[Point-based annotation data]
== == ==
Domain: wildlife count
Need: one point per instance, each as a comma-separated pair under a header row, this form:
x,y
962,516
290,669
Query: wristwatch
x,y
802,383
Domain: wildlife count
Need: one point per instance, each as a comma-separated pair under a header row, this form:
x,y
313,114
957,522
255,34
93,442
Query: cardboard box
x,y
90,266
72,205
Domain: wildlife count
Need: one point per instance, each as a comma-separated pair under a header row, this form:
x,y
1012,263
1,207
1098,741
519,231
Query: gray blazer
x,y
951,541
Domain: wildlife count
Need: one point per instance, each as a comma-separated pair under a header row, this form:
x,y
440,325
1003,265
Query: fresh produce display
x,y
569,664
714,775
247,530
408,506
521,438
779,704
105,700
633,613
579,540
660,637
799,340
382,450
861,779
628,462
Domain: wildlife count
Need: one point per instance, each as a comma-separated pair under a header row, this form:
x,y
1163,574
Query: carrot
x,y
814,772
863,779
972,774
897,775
== == ==
Direction: Repeat the material in full, exactly as it stands.

Task answer:
Domain: wildlife count
Need: one point per instance, each as a comma-separated pair under a header row, this form:
x,y
962,516
290,669
Query: wristwatch
x,y
802,383
Domain: wildlife count
Need: one point per instance, each as a comma-separated pair under a header row, this form:
x,y
313,114
957,522
255,34
93,442
Query: cardboard box
x,y
90,266
72,205
Domain: wildlife count
Need: one point per instance, each as a comma-separated pair under a header row, this form:
x,y
1012,263
1,207
1098,741
519,231
Query: gray blazer
x,y
951,541
Domain: wildlife count
Need: one point per instance, each as a comma-separated pair under a header row, this form:
x,y
440,325
1003,265
Query: fresh produce display
x,y
569,664
714,775
247,530
408,506
521,438
779,704
105,700
633,613
579,540
660,637
799,340
382,450
861,779
628,462
Domain: wildlife count
Need: one point per instance, each as a comma-separated pair under a header row, this form:
x,y
1163,574
Query: carrot
x,y
814,772
863,779
972,774
897,775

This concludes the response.